### Extracted records ###

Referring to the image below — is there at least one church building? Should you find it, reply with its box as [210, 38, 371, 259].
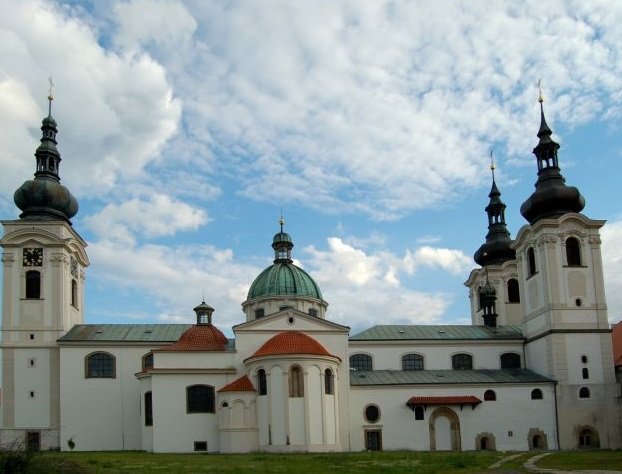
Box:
[0, 92, 622, 453]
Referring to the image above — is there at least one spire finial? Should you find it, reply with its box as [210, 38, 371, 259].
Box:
[490, 148, 497, 182]
[48, 74, 54, 117]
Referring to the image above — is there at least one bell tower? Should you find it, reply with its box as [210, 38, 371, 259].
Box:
[0, 90, 89, 449]
[512, 92, 620, 449]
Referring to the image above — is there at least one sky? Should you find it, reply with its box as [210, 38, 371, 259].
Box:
[0, 0, 622, 334]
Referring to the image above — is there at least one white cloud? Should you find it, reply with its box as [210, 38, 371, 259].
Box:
[89, 240, 261, 330]
[0, 0, 181, 199]
[305, 237, 464, 332]
[413, 245, 473, 275]
[86, 194, 208, 242]
[109, 0, 622, 219]
[601, 219, 622, 322]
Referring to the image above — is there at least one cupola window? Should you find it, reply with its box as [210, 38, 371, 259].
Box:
[289, 365, 305, 398]
[527, 247, 537, 276]
[508, 278, 520, 303]
[26, 270, 41, 299]
[566, 237, 581, 267]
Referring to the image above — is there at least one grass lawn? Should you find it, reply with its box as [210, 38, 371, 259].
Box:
[7, 451, 622, 474]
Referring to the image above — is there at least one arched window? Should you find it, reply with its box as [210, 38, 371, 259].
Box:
[26, 270, 41, 299]
[500, 352, 520, 369]
[186, 385, 214, 413]
[289, 365, 305, 398]
[508, 278, 520, 303]
[86, 352, 116, 379]
[579, 428, 600, 448]
[257, 369, 268, 395]
[484, 390, 497, 402]
[451, 354, 473, 370]
[350, 354, 374, 370]
[143, 352, 153, 371]
[527, 247, 538, 276]
[402, 354, 423, 370]
[365, 405, 380, 423]
[566, 237, 581, 267]
[324, 369, 335, 395]
[71, 280, 78, 308]
[145, 392, 153, 426]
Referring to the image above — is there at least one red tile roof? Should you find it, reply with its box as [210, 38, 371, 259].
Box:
[218, 375, 255, 392]
[252, 331, 334, 357]
[156, 324, 228, 352]
[406, 395, 482, 410]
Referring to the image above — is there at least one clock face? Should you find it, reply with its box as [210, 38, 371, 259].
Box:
[23, 247, 43, 267]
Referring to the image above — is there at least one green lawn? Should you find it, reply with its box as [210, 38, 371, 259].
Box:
[7, 451, 622, 474]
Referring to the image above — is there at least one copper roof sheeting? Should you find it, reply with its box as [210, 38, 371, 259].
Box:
[350, 324, 524, 341]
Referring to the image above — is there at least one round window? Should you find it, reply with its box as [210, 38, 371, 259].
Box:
[365, 405, 380, 423]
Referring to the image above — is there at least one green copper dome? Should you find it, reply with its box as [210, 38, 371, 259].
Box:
[248, 261, 322, 300]
[247, 222, 322, 300]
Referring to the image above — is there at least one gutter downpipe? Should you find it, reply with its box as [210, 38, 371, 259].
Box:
[553, 380, 562, 451]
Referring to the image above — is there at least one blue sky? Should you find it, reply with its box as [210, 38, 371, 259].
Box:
[0, 0, 622, 332]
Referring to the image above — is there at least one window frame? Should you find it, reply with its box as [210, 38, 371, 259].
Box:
[143, 391, 153, 426]
[401, 352, 425, 372]
[84, 351, 117, 379]
[564, 237, 583, 267]
[484, 389, 497, 402]
[324, 369, 335, 395]
[451, 352, 473, 370]
[257, 369, 268, 396]
[506, 278, 520, 304]
[527, 247, 538, 278]
[499, 352, 523, 369]
[348, 352, 374, 371]
[186, 384, 216, 414]
[288, 365, 305, 398]
[24, 270, 41, 300]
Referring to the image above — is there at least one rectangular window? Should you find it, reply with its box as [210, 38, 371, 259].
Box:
[194, 441, 207, 451]
[145, 392, 153, 426]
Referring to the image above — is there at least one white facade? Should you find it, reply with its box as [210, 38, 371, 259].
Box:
[0, 104, 622, 453]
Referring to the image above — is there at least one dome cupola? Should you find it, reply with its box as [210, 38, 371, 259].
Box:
[247, 218, 322, 300]
[13, 90, 78, 224]
[473, 156, 516, 267]
[520, 94, 585, 224]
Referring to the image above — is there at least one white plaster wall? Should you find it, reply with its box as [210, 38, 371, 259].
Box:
[60, 346, 150, 451]
[151, 374, 227, 453]
[350, 384, 556, 451]
[350, 340, 523, 370]
[13, 348, 51, 428]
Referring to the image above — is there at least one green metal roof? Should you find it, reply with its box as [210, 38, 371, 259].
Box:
[350, 325, 524, 341]
[248, 261, 322, 300]
[350, 369, 554, 386]
[59, 324, 191, 342]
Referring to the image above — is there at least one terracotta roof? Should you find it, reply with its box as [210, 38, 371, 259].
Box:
[406, 395, 482, 410]
[156, 324, 228, 352]
[252, 331, 334, 357]
[218, 375, 255, 392]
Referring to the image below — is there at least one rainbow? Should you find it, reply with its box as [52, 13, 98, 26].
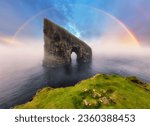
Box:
[12, 5, 140, 46]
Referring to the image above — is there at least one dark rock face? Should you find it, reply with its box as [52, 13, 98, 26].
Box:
[43, 19, 92, 67]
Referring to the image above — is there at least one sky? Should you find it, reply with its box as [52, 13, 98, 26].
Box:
[0, 0, 150, 44]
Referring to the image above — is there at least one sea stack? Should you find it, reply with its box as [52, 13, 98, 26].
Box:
[43, 19, 92, 67]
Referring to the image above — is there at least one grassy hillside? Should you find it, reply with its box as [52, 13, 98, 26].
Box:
[15, 74, 150, 109]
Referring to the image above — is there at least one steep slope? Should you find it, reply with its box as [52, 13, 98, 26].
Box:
[15, 74, 150, 109]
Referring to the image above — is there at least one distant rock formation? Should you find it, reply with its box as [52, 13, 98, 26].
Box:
[43, 19, 92, 67]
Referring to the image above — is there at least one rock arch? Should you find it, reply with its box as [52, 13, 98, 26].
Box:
[43, 19, 92, 67]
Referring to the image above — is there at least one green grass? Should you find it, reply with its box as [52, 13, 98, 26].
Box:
[15, 74, 150, 109]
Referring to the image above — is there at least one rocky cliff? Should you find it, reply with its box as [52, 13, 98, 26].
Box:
[43, 19, 92, 67]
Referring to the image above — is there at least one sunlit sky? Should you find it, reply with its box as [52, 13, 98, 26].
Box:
[0, 0, 150, 43]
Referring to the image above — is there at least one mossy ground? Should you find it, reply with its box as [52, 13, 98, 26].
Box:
[15, 74, 150, 109]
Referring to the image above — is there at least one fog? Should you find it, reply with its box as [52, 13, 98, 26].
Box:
[0, 38, 150, 108]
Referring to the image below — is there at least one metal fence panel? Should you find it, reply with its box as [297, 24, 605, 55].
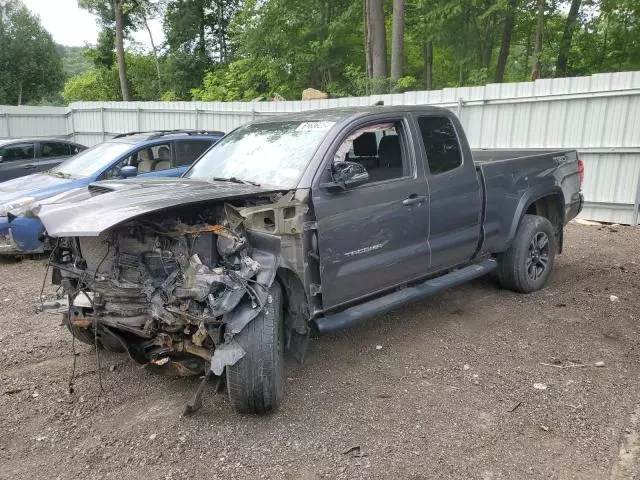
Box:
[0, 72, 640, 224]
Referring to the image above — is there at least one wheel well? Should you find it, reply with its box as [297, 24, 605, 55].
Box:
[525, 195, 564, 253]
[277, 268, 309, 335]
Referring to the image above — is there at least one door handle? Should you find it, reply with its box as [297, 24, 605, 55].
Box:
[402, 193, 427, 207]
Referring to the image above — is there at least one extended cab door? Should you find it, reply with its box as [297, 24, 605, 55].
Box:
[312, 114, 429, 310]
[414, 113, 482, 272]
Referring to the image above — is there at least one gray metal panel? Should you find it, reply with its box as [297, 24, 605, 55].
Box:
[0, 72, 640, 223]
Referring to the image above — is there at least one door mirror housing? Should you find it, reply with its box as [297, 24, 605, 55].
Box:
[322, 161, 369, 192]
[118, 165, 138, 178]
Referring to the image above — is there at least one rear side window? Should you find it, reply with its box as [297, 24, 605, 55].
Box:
[0, 143, 35, 162]
[40, 142, 69, 158]
[418, 117, 462, 175]
[176, 140, 212, 167]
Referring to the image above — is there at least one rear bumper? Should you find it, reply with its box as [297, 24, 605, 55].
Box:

###

> Brief
Copy out the lines from the one containing "one white facade?" through the one containing "[0, 104, 622, 453]", with both of those lines included.

> Answer for this exercise
Referring to the image above — is there at least one white facade? Should you find it, reply with its box as [210, 38, 371, 259].
Box:
[0, 104, 622, 453]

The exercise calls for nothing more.